◆ **PROBLEM DETAILS**
Omit the pictures and retype only the lines from the one containing "rim on this basis." through the end of the listing, both ends included.

◆ **MATERIAL FOR THE TASK**

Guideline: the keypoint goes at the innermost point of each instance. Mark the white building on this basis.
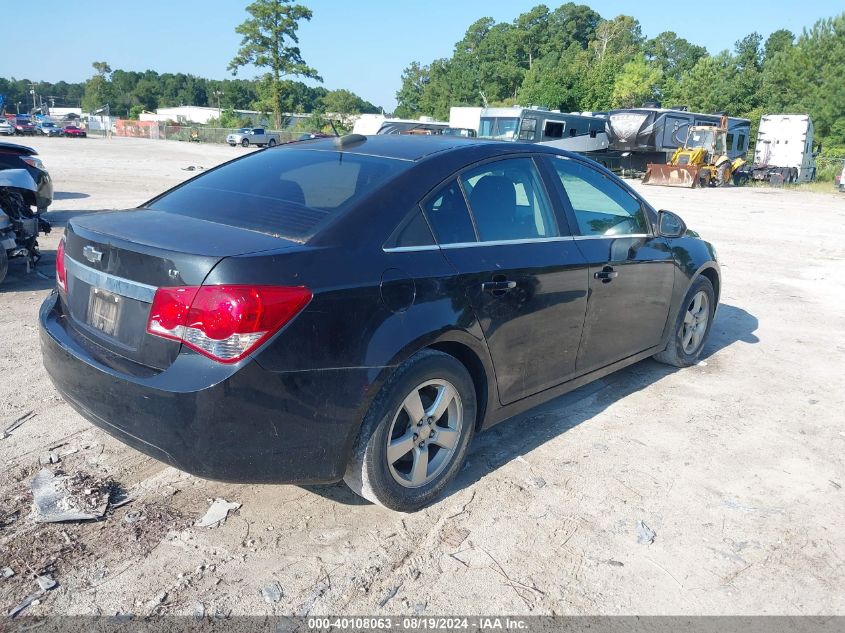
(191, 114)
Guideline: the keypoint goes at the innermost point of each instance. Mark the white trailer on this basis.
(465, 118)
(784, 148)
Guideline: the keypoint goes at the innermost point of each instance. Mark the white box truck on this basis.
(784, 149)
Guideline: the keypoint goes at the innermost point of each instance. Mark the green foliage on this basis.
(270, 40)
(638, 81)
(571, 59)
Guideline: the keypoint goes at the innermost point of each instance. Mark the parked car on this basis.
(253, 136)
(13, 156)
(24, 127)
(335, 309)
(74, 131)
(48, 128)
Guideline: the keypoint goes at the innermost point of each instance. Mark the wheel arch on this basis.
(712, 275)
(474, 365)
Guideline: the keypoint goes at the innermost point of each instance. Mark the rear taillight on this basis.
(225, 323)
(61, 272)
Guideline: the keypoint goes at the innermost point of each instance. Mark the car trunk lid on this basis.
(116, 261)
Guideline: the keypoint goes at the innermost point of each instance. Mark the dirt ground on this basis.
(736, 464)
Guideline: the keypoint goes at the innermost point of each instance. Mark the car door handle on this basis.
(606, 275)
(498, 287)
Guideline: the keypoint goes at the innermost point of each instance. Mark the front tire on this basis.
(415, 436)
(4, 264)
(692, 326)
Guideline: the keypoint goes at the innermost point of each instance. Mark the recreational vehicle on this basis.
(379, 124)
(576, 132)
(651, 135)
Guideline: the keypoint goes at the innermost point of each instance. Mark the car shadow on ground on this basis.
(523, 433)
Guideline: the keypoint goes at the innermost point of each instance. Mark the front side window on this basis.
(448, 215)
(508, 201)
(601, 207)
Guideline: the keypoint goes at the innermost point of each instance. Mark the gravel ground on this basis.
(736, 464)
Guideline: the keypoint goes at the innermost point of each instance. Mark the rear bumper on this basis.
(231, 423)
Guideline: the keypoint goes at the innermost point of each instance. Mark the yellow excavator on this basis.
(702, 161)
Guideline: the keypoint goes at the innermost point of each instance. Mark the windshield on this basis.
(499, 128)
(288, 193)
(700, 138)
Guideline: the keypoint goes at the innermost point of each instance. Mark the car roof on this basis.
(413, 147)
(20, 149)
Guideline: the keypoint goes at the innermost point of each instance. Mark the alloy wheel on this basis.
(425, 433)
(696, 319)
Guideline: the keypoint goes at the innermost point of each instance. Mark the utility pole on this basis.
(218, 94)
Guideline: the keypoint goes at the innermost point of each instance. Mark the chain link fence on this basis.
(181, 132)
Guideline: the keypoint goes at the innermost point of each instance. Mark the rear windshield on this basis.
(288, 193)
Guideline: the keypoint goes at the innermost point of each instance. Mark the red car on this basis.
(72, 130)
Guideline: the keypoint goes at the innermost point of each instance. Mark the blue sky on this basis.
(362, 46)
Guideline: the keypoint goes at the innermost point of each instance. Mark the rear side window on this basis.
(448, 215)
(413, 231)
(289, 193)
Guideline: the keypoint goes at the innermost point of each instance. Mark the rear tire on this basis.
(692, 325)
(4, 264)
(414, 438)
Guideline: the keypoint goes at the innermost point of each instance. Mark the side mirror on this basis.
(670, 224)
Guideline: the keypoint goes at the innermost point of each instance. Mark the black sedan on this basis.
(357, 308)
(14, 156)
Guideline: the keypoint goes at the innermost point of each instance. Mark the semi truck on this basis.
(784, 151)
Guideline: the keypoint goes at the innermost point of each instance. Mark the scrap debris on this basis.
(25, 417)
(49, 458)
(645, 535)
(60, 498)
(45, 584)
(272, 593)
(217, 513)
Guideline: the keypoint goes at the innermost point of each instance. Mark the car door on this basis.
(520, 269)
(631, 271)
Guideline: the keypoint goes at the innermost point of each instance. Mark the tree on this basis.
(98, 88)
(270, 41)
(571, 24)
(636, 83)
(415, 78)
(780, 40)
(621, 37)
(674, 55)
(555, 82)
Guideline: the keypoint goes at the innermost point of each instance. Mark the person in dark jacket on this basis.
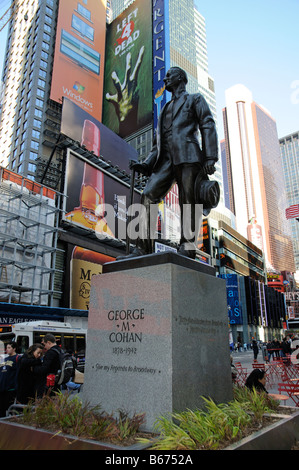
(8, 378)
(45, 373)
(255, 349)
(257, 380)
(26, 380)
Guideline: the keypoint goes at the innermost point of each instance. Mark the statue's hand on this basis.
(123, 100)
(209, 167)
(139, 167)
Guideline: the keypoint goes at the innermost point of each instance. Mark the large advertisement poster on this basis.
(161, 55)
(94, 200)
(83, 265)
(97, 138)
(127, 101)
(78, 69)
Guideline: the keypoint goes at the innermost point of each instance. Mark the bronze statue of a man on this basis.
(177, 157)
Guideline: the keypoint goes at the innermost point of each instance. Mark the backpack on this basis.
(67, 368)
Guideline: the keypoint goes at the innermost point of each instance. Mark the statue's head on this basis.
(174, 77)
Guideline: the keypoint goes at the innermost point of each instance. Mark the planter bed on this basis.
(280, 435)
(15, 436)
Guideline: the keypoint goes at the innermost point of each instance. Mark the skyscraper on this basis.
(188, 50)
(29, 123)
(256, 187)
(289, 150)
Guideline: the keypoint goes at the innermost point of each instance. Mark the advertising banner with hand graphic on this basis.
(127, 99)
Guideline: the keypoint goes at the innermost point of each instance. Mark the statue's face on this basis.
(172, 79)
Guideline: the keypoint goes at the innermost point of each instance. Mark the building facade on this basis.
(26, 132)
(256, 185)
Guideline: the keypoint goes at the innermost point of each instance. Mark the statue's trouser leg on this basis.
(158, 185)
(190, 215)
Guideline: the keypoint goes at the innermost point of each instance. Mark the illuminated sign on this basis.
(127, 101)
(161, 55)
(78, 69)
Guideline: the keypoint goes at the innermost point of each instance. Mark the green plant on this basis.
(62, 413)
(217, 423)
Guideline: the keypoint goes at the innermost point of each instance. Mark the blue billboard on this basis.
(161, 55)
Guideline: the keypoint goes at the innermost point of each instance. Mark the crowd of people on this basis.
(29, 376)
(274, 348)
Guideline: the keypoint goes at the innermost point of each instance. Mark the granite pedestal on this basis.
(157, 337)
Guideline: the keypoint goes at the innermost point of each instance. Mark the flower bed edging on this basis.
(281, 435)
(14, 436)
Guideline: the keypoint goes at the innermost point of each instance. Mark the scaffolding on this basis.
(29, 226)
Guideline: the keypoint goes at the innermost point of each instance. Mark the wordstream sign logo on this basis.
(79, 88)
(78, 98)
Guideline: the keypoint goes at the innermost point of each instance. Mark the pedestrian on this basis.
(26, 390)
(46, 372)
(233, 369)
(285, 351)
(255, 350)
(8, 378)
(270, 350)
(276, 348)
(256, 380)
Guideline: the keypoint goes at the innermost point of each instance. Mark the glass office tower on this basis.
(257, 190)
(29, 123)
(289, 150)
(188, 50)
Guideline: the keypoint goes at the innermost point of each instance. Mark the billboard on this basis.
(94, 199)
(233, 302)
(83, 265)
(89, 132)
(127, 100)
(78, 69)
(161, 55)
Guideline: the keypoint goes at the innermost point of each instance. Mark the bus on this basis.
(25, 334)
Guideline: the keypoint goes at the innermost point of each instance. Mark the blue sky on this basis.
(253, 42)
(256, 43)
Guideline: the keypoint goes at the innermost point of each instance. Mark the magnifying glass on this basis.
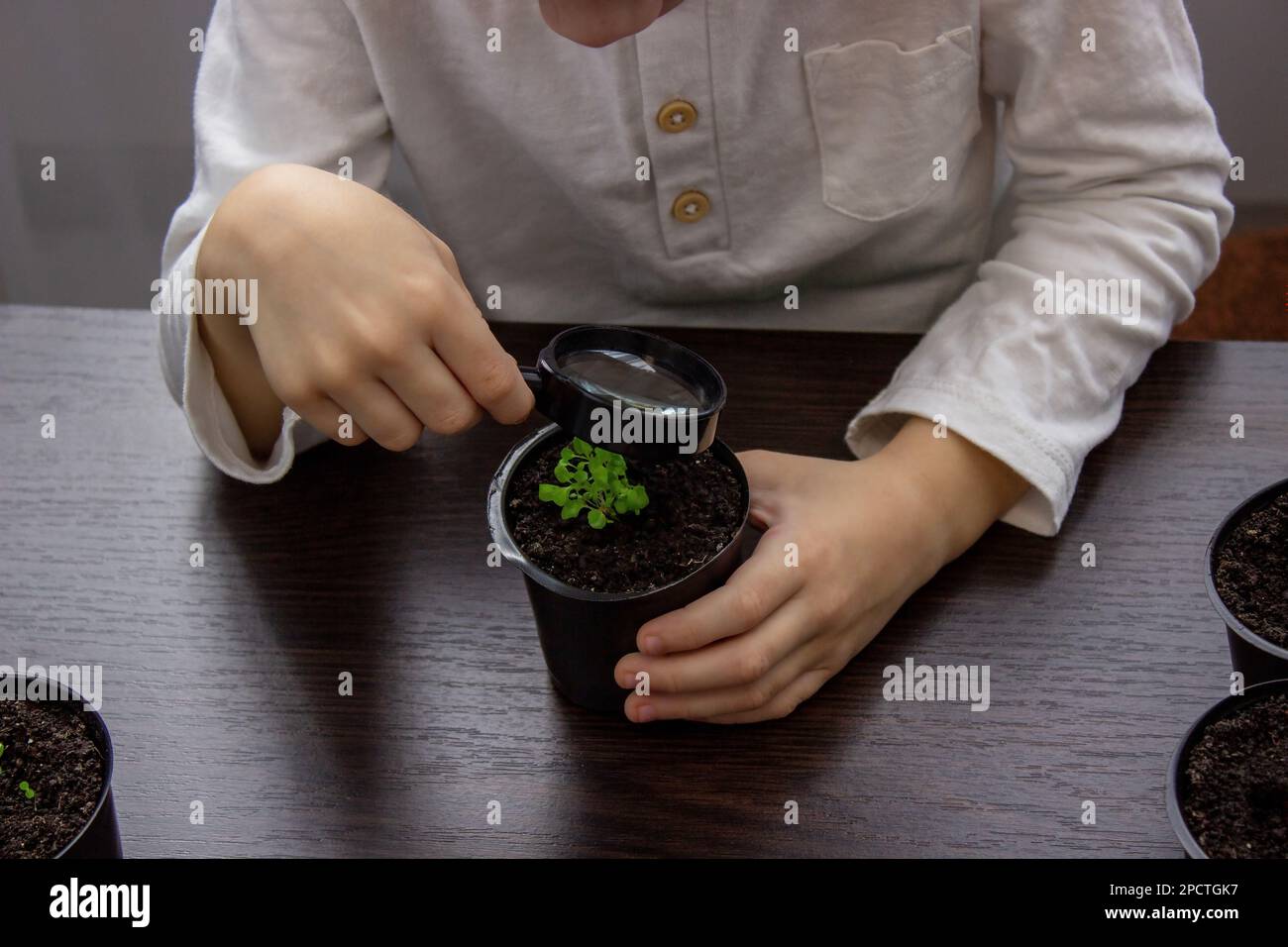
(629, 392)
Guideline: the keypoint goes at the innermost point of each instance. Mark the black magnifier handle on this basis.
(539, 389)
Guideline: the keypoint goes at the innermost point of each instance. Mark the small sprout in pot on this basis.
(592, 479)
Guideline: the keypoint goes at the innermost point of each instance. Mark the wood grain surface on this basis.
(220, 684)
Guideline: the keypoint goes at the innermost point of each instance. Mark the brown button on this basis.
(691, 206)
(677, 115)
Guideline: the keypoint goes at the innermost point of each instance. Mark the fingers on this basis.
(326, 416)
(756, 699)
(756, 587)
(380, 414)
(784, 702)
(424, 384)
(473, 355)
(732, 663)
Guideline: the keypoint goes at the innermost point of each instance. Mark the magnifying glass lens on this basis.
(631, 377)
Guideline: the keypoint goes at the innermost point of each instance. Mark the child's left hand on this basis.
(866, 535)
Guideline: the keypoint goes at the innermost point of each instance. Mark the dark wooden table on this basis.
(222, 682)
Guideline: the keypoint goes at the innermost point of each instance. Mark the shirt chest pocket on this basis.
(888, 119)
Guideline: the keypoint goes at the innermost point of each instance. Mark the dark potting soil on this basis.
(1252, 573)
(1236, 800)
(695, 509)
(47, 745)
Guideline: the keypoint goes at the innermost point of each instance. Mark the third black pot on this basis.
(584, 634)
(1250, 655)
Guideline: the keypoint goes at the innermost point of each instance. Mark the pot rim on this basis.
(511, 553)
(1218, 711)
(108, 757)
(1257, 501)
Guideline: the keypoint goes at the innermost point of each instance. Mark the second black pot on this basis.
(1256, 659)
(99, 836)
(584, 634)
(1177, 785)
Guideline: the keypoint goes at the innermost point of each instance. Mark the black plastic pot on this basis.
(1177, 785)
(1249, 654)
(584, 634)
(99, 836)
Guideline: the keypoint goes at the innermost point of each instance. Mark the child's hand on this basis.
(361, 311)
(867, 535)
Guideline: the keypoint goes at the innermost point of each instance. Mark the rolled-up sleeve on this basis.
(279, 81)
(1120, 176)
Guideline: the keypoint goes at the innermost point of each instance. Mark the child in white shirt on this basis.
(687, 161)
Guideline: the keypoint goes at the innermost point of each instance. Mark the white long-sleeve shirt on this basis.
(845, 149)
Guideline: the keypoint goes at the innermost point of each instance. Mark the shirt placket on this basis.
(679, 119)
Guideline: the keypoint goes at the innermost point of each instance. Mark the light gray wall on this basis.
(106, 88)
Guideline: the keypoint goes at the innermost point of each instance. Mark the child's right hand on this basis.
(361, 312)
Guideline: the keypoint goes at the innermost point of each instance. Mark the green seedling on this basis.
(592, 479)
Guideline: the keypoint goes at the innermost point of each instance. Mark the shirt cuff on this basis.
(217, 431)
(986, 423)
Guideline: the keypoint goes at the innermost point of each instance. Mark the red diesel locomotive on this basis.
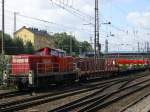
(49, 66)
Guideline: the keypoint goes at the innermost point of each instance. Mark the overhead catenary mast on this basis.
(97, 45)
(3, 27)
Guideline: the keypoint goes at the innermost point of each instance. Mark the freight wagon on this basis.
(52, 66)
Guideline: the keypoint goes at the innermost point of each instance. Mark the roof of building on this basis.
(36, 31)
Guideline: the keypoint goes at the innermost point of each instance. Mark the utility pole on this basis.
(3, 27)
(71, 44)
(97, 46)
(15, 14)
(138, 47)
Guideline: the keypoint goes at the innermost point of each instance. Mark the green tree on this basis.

◆ **ANSWER IN FULL**
Guideline: the keypoint goes at the innermost point of each instance. Mark the pot rim on this basis.
(511, 553)
(1218, 711)
(108, 757)
(1257, 501)
Guideline: the keypoint goes at the innermost point of each instance. Mark the second black pot on this basis.
(1256, 659)
(99, 836)
(584, 634)
(1177, 785)
Guideline: the keypoint goes at the innermost point of each instance. Mark the black plastic pot on this basis.
(1177, 785)
(1249, 654)
(584, 634)
(99, 836)
Guideline: the keypoint goes at the innermost point of each instance. Mark the child's hand on this basis.
(361, 311)
(867, 535)
Guideline: the keypoint goes at the innermost point of each instance. Mark the rolled-up sleeve on this basis.
(279, 81)
(1120, 176)
Guideline: the keypoint goes at the innermost point of each instance. Mark the child in white shirt on this basis.
(687, 161)
Guideline: the keypoint goes at the innermost point of each instance. Mark the white long-sleeve shirt on this basis.
(845, 149)
Guideline: the keypoint goes at the innermost point of each instance. Mark the shirt placket on this basis.
(679, 119)
Guideline: the keypoint goes at the innermost point of each instance. Mark the light gray wall on this basis.
(106, 88)
Guideline: the keypoint goes at the innermost point of each instance. Mark the child's right hand on this basis.
(361, 312)
Guideline: the keypoint goes at the innermost point of each instance. Mark the green seedling on this basis.
(592, 479)
Guideline: the keypoint goes at the innermost point of each instance. Mark the shirt cuff on this basis.
(217, 431)
(986, 423)
Guideline: the keypoint goes at the innermost point of each instance. Mark the red diesel locomotive on this basis.
(49, 66)
Guideline: the keypoint goes at the innermost point of each instance. Mark the overhead catenary mast on this basis.
(97, 45)
(3, 27)
Guideline: the keypoint goes at the innermost point of each instance. Mark the freight wagon on this basis.
(52, 66)
Guideline: the keypoint goes at the innermost point of each instance. Mark the roof of building on this basis.
(36, 31)
Guideline: the keypoint goes at the innermost point of each instance. Mark the utility pole on this basis.
(3, 27)
(71, 44)
(97, 46)
(15, 14)
(138, 47)
Guideline: the keypoint goes at the innermost point of each instance. Mark the green tree on this basis.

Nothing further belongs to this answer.